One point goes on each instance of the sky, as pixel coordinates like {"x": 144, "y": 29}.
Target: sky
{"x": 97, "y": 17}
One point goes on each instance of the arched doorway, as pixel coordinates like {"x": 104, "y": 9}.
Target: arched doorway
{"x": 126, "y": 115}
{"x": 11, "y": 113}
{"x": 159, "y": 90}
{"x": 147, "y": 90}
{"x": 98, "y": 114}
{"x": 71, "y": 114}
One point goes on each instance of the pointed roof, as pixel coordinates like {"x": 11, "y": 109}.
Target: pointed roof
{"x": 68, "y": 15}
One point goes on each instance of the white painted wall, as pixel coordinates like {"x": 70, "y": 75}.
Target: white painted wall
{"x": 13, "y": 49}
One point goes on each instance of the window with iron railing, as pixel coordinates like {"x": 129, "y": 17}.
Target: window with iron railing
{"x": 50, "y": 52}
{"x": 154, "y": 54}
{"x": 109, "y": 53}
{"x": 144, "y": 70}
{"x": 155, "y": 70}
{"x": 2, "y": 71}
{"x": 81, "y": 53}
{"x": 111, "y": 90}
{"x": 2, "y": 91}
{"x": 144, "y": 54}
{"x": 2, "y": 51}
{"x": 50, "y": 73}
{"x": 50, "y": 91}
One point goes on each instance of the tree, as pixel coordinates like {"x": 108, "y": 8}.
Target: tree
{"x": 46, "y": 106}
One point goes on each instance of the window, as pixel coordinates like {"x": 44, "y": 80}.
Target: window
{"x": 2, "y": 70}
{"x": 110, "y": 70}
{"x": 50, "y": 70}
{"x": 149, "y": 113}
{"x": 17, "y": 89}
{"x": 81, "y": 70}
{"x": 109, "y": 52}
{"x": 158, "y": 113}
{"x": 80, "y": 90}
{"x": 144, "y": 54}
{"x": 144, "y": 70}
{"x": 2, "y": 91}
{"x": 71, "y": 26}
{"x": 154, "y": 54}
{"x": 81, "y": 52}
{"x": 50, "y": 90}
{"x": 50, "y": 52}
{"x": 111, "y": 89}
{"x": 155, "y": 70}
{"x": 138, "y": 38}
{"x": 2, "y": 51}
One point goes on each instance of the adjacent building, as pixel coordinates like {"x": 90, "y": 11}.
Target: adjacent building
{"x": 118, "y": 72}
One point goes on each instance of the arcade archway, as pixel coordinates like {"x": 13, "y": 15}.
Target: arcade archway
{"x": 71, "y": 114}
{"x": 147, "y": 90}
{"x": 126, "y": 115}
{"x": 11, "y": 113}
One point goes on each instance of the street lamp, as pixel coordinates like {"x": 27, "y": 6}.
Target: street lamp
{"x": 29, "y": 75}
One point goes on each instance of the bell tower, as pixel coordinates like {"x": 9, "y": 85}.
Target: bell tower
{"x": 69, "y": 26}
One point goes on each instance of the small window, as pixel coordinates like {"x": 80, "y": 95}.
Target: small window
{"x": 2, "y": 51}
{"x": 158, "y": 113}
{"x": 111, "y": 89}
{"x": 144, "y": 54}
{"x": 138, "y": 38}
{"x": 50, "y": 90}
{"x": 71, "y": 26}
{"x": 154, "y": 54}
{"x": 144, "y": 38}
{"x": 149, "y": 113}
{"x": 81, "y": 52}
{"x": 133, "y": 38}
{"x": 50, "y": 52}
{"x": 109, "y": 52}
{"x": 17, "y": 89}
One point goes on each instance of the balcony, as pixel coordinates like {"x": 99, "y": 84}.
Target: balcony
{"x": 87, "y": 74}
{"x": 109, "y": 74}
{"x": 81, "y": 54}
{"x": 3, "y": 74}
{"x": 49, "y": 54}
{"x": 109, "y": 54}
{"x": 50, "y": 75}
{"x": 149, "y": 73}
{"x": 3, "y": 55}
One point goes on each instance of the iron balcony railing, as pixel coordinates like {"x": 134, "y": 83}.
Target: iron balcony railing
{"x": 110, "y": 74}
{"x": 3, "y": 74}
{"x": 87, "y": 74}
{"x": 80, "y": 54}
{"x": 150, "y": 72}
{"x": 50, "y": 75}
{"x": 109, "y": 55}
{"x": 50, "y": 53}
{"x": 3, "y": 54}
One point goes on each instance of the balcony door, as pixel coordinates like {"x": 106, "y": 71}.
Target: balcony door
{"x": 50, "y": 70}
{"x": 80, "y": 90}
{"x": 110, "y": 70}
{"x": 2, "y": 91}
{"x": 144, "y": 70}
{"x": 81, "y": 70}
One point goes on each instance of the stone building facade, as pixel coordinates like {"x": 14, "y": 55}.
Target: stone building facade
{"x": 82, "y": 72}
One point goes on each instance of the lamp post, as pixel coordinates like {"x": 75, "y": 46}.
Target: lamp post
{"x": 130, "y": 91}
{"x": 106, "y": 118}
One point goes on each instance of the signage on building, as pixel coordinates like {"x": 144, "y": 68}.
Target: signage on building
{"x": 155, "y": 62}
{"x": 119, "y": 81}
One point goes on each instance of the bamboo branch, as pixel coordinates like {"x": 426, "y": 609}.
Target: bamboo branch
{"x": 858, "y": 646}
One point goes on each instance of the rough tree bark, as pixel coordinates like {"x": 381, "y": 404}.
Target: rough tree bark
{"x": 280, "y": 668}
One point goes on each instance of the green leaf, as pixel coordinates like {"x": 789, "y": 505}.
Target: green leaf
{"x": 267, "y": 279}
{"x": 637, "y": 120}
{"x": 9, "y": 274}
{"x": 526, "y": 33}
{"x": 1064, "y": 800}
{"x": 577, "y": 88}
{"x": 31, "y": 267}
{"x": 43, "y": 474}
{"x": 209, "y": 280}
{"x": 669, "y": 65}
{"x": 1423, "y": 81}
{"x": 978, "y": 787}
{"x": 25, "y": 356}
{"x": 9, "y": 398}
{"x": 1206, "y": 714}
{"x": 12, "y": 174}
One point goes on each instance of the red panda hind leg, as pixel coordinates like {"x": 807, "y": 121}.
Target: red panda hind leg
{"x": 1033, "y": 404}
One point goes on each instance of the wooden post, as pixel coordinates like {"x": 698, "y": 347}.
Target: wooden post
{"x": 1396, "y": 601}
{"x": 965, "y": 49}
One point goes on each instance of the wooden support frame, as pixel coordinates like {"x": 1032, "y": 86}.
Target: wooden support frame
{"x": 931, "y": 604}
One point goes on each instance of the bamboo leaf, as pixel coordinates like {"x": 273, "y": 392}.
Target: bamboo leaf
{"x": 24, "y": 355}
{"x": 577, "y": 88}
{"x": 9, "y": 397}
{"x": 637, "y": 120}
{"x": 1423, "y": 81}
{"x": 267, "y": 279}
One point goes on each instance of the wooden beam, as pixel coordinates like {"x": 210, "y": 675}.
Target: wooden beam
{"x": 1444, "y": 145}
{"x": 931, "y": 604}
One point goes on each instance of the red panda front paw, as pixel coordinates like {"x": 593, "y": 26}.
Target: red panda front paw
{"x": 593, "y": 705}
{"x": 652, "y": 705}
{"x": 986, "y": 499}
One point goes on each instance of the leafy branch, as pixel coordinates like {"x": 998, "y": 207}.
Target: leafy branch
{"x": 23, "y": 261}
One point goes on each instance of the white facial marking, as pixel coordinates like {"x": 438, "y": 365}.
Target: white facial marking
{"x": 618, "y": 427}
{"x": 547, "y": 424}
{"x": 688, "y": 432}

==*==

Copy the rows from the line with "One point goes on each instance of the red panda front" through the end of the rows, both ends included, with no changes.

*Correct output*.
One point goes on each instance of the red panda front paw, as pixel coordinates like {"x": 593, "y": 26}.
Target: red panda front paw
{"x": 593, "y": 705}
{"x": 652, "y": 705}
{"x": 986, "y": 499}
One point goes on each instance of the leafy branch, as pixel coordinates like {"x": 998, "y": 207}.
Target: leafy branch
{"x": 23, "y": 261}
One point goes on each instance of the white facial marking, as pixel coordinates like {"x": 438, "y": 365}.
Target: white facial marking
{"x": 618, "y": 427}
{"x": 547, "y": 424}
{"x": 688, "y": 432}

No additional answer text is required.